▶ Provided passage:
=-=-=-=-=
Maybe it pleases the bureaucrats. The size of the PCA (size period) is inconsequential to faithfulness.


Calvinbeza said:


> If this statistical numbers are not exact and correct, why is it published?


----------



## Calvinbeza (Jun 8, 2015)

> I heard Dr. Ligon Ducan speak last night and he estimated several times that the membership of the PCA is "near 400,000,"



How do he know that?

From wich statistics?


----------



## Edward (Jun 8, 2015)

GulfCoast Presbyterian said:


> Does PCA have a mandatory (or voluntary) "Per Capita" contribution?



Voluntary. Looks like $103 for 2015. I thought we budgeted $99, but that may have been last year's number.

Edit to add - that is based on communing members, I believe.


----------



## Edward (Jun 8, 2015)

Calvinbeza said:


> If this statistical numbers are not exact and correct, why is it published?


It does have some utility as a year-to-year comparison. As we are doing here. 




Jake said:


> I heard Dr. Ligon Ducan speak last night and he estimated several times that the membership of the PCA is "near 400,000," although he didn't cite anything for that.
=-=-=-=-=
▶ Job:
Can you continue the forum thread about PCA membership figures from the point where it stops?

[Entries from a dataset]
=-=-=-=-=
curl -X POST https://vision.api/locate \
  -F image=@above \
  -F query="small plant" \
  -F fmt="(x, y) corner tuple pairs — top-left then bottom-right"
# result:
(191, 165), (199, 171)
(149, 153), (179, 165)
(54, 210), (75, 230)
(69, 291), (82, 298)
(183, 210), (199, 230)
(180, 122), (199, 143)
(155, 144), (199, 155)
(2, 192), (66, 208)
=-=-=-=-=
▶ Final result:
Probably in that range. He likely has a better picture of who isn't reporting and what the sizes might be. I've always assumed that it is generally the smaller churches, but I don't have a basis for that that I can recall.


----------



## yeutter (Jun 8, 2015)

NaphtaliPress said:


> Maybe it pleases the bureaucrats. The size of the PCA (size period) is inconsequential to faithfulness.


Amen. But it is noteworthy that the average Sunday attendance in the PCA is probably higher then the average Sunday attendance in the PCUSA.


----------



## Calvinbeza (Jun 8, 2015)

Thanks


----------



## Calvinbeza (Jun 9, 2015)

What do you think , causes of the PCA membership losses?


----------



## PuritanCovenanter (Jun 9, 2015)

Didn't they give a few reasons above? What do you think of your Church? How is it fairing statistically? Are you guys gaining members? If so are they people coming from other congregations or are they from efforts of the congregation sowing and watering? Do they do door to door visitation or do they rely mostly upon what is called friendship evangelism? Is your Church very active in the community and is it gaining members from that effort? If you are losing members why are they leaving your congregation?


----------



## Edward (Jun 9, 2015)

Calvinbeza said:


> What do you think , causes of the PCA membership losses?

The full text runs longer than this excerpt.